*** DATASET RECORDS ***
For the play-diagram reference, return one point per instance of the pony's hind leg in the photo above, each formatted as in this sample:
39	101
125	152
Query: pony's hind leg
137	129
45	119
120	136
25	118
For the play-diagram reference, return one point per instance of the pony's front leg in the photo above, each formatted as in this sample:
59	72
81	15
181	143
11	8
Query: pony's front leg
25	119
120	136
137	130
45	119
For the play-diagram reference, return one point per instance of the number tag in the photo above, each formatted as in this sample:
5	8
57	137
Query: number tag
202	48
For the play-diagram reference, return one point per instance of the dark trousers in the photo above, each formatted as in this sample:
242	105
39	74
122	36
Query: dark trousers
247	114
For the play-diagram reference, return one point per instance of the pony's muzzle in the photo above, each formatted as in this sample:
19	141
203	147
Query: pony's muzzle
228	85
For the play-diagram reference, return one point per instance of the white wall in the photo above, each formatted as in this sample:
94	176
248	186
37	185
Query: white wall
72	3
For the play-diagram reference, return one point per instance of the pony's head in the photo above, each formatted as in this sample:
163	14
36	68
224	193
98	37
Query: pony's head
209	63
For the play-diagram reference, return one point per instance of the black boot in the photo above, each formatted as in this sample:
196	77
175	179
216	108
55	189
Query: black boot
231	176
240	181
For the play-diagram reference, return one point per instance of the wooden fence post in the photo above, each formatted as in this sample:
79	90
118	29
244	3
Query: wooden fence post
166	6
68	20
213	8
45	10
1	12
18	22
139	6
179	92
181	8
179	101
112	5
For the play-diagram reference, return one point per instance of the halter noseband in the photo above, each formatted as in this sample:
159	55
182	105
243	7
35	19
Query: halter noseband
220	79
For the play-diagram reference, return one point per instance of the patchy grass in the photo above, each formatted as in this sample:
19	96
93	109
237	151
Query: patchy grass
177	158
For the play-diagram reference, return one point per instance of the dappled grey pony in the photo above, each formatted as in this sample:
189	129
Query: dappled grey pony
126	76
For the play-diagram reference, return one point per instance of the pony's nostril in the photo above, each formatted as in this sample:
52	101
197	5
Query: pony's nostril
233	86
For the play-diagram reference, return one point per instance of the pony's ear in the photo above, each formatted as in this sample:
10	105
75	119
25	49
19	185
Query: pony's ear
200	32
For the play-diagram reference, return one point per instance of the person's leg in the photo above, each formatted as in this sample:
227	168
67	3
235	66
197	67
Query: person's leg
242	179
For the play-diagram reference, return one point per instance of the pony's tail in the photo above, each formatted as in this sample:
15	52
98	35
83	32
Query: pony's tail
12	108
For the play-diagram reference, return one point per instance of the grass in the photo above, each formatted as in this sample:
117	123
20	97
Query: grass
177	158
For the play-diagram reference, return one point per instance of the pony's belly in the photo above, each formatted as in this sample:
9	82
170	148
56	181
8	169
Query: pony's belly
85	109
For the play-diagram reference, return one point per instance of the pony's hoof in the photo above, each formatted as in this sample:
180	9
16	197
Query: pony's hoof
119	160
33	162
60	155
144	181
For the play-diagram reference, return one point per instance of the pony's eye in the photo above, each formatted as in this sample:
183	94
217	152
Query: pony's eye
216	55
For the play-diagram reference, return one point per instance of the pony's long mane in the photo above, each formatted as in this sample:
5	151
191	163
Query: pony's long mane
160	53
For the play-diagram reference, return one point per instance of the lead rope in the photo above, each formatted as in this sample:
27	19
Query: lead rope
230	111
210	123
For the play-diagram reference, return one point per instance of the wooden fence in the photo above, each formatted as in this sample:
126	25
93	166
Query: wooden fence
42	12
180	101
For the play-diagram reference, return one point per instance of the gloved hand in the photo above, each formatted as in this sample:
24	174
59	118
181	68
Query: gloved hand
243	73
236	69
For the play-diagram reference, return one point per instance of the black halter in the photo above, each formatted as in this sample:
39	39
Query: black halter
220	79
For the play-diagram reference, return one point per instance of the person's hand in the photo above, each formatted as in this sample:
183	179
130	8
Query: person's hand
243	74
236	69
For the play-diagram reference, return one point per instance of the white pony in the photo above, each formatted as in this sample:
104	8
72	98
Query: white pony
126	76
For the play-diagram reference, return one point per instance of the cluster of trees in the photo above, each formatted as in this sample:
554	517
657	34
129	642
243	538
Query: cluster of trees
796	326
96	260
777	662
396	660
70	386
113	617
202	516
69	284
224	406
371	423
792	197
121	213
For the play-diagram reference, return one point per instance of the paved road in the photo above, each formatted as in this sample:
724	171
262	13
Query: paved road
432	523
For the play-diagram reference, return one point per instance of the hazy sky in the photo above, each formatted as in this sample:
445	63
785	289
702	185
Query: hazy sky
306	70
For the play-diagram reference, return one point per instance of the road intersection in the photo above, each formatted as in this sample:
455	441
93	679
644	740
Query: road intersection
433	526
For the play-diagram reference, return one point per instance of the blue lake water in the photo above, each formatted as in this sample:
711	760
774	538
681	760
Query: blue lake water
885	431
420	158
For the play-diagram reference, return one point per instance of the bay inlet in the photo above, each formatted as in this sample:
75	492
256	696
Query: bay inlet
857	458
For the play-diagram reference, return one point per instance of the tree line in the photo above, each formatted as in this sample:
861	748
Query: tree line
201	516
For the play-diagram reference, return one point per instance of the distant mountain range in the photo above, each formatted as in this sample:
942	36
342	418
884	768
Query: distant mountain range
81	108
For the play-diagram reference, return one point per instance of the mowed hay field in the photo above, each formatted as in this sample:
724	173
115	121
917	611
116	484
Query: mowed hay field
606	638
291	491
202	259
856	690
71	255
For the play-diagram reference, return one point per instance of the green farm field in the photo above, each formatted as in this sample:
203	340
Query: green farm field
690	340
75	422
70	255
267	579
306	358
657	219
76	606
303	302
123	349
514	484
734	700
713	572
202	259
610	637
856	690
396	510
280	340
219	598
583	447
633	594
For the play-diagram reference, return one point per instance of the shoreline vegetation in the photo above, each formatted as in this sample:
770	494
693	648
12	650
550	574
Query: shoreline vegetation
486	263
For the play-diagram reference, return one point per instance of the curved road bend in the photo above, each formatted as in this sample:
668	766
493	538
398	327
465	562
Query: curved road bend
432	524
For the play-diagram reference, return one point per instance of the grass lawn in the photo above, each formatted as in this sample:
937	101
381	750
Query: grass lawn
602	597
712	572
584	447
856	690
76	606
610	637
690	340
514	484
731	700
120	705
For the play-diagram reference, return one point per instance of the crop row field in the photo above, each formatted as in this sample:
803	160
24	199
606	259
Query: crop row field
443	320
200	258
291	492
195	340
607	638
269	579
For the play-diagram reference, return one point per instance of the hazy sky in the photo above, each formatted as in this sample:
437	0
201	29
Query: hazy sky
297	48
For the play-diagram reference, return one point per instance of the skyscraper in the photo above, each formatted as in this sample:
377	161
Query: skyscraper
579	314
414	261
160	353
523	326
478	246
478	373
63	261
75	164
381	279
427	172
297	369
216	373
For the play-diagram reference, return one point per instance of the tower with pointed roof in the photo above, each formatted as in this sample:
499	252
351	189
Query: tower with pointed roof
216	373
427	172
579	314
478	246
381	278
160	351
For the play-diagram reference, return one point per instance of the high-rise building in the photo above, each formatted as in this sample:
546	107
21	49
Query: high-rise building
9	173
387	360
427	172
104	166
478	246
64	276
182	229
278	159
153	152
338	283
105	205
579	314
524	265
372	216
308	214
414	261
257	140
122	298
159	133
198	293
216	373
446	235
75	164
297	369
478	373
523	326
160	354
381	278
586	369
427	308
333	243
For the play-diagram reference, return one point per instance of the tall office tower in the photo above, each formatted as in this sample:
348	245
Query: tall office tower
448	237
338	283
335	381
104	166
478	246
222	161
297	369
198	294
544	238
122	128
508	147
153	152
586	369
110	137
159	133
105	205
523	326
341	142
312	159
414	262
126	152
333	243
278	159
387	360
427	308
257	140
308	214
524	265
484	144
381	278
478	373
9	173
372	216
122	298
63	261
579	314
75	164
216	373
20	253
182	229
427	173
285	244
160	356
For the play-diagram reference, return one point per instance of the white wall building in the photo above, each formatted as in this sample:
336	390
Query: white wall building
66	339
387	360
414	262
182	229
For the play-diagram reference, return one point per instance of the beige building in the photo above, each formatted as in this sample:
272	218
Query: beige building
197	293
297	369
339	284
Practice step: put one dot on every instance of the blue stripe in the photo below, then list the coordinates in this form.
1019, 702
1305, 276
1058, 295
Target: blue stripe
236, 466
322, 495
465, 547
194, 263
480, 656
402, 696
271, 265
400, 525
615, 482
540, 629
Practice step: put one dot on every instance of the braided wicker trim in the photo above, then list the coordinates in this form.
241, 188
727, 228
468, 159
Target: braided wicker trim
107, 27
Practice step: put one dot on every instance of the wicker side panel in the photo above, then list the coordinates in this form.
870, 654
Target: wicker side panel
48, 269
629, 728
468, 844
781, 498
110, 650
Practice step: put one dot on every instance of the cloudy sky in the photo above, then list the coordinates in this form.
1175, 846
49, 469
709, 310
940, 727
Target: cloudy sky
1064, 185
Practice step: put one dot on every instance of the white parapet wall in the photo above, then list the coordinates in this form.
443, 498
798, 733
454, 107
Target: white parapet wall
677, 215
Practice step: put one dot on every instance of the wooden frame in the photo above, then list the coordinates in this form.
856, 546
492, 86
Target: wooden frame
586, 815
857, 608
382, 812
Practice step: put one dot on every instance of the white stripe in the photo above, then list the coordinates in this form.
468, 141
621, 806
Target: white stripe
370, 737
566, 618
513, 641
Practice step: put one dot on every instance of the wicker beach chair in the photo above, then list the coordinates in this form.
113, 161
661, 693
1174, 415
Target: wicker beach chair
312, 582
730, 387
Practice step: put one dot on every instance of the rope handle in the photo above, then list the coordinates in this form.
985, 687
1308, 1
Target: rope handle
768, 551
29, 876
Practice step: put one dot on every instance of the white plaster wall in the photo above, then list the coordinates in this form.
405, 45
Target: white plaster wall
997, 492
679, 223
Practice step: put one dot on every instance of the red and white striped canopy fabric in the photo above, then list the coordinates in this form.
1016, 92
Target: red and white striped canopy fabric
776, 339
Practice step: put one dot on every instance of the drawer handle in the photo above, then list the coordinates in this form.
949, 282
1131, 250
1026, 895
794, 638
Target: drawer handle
***
**TASK:**
Above are some records. Count the lines among them with the word "drawer", and answer with the number only.

**WORKED SOLUTION:**
2